Of course, there’s also the option of confronting the spouse and telling them to fess up if they want to try and salvage their marriage. Better coming from them.
ikki says:
October 4th, 2008 at 1:49 am
no, i better mind my own business
~Shortstuff~ says:
October 6th, 2008 at 7:37 pm
Tell the friend if you think they’ll believe you. Some will already have had an idea that cheating was going on. Get your facts straight before you say anything.
~!Cherry Girl!~ says:
October 7th, 2008 at 10:13 pm
I would definitely tell them!
da whizard says:
October 10th, 2008 at 11:10 am
DEPENDS ON HOW CLOSE A FRIEND.
The mesenger is always shot.
You may lose your friend since you will associated with the tragedy. There is a chance you may not recover the friendship. Defintely read the riot act to the spouse and don”t treat them as a friend. You can drive the spouse crazy enugh that way by reminding them you know at every occasion that it may cause them to slip up and be discovered. Also if other people knew like a parent or someone realted to your friend, word could get to them that way.
Debbie says:
October 11th, 2008 at 2:12 pm
YES! he or she needs to know!
Lilly says:
October 13th, 2008 at 8:40 am
It depends on how long they have been together and how long you have been friends. If that person confides in you , then you need to let them know about the spouse. If you do decide to tell the other person make sure you have proof and let them know you are just trying to look out for them.
Jason N says:
October 13th, 2008 at 8:04 pm
yes no mater what happens it ‘s your friend your looking out for.

(EXERCISE 1)
List every commenter name that appears directly before "says:" in the comment thread.

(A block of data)
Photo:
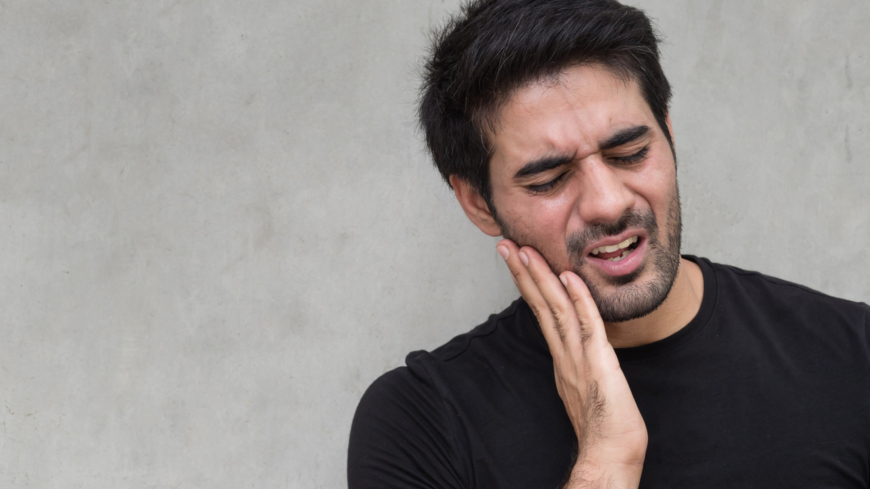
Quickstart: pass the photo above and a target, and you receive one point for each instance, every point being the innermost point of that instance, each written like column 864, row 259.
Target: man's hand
column 611, row 434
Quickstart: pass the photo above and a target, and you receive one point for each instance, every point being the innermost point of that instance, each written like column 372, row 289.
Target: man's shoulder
column 761, row 283
column 786, row 300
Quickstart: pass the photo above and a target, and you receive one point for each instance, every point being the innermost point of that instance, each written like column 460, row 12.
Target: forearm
column 588, row 475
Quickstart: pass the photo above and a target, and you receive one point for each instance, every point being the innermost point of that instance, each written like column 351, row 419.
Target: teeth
column 620, row 257
column 612, row 248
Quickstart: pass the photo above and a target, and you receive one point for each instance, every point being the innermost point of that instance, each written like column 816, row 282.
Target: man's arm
column 611, row 434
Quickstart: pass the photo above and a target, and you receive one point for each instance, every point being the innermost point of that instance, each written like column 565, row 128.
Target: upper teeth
column 612, row 248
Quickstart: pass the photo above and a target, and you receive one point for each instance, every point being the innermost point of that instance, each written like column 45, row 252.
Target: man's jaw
column 619, row 255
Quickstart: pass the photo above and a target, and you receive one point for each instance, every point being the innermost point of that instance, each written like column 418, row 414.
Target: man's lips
column 621, row 261
column 612, row 241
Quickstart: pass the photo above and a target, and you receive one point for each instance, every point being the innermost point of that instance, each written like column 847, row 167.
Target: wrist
column 589, row 473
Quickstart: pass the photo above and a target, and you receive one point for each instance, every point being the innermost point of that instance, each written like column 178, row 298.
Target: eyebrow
column 624, row 136
column 547, row 163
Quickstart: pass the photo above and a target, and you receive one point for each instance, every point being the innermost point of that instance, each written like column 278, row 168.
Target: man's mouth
column 616, row 252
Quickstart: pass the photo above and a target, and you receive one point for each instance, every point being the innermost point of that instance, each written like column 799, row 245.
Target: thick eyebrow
column 624, row 136
column 547, row 163
column 541, row 165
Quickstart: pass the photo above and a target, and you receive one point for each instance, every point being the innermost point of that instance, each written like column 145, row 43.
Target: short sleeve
column 401, row 435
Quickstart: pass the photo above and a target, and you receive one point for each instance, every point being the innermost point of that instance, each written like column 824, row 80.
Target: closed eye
column 631, row 159
column 546, row 187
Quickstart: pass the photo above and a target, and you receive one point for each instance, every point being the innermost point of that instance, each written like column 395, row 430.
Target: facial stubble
column 630, row 300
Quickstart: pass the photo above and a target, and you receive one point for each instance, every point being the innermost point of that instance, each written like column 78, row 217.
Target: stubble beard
column 630, row 300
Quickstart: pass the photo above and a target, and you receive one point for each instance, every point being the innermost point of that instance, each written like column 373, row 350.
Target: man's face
column 582, row 172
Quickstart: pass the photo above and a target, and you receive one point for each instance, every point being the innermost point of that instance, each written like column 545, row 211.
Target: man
column 625, row 364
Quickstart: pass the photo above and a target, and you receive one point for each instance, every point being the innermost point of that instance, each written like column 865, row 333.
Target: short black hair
column 494, row 47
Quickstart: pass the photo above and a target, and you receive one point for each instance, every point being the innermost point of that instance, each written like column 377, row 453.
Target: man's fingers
column 530, row 292
column 591, row 324
column 556, row 297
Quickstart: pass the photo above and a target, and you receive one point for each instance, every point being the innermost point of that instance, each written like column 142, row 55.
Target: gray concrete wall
column 219, row 226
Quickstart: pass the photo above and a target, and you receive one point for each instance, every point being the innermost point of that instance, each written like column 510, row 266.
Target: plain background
column 219, row 225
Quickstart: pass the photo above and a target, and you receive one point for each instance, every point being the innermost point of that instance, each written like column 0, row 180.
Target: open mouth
column 617, row 252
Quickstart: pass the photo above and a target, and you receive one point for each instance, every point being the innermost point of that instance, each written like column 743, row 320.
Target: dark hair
column 494, row 47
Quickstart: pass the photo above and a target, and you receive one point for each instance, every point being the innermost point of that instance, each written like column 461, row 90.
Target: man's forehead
column 580, row 107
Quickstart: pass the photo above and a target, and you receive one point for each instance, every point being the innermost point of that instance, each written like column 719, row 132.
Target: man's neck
column 681, row 306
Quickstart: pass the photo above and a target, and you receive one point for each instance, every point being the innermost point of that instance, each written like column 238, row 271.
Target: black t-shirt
column 768, row 386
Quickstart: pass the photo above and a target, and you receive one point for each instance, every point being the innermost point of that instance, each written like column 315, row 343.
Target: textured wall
column 218, row 224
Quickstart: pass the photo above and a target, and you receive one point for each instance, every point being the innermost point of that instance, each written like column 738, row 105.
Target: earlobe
column 474, row 206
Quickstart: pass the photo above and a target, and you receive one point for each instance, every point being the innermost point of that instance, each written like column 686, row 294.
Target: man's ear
column 474, row 206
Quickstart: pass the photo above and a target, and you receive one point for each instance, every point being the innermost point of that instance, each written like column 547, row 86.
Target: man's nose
column 604, row 197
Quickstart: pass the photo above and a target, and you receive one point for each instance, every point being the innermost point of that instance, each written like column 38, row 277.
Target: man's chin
column 627, row 297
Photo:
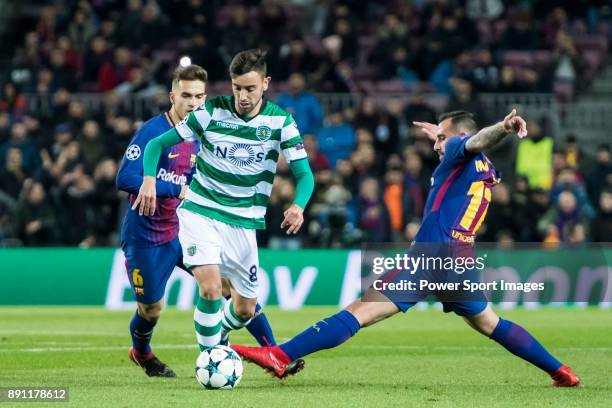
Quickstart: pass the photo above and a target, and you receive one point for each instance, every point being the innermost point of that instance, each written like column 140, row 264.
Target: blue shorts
column 467, row 308
column 149, row 268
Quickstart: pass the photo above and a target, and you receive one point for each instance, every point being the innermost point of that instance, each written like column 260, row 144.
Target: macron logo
column 227, row 125
column 171, row 177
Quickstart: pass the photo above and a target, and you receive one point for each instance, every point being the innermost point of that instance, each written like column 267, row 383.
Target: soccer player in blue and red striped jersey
column 456, row 206
column 150, row 243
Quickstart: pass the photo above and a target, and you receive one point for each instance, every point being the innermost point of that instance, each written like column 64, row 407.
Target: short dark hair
column 189, row 73
column 461, row 119
column 247, row 61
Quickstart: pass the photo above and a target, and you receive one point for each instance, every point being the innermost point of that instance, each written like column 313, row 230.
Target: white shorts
column 210, row 242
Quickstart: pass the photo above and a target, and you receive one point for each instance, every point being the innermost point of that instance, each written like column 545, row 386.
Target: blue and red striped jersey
column 174, row 169
column 459, row 196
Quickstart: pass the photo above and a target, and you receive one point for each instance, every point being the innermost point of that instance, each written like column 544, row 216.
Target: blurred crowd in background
column 59, row 156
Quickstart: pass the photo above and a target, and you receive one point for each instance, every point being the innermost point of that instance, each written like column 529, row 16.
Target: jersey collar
column 264, row 102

(EXERCISE 2)
Echo the records verbatim, beginning at the line that contains "545, row 386." and stopping after the final line of the records.

(EXERCISE SOLUTION 1)
ikki
~Shortstuff~
~!Cherry Girl!~
da whizard
Debbie
Lilly
Jason N

(EXERCISE SOLUTION 2)
Quickstart: pass the photo above and a target, and you receive one point for each instance, every point being the innermost point of that instance, each written like column 545, row 386.
Target: blue and red striped jersey
column 174, row 169
column 459, row 196
Quickstart: pass the photo above and a target, and you receive one point for each instance, every point being the innermost point of that instance, each written like column 544, row 216.
Target: blurred crowd in background
column 59, row 156
Quickstart: pass the photo above and a target, and you receive one point for each instance, every point being the innermost point of that instance, each written like column 529, row 16.
Target: jersey collar
column 264, row 102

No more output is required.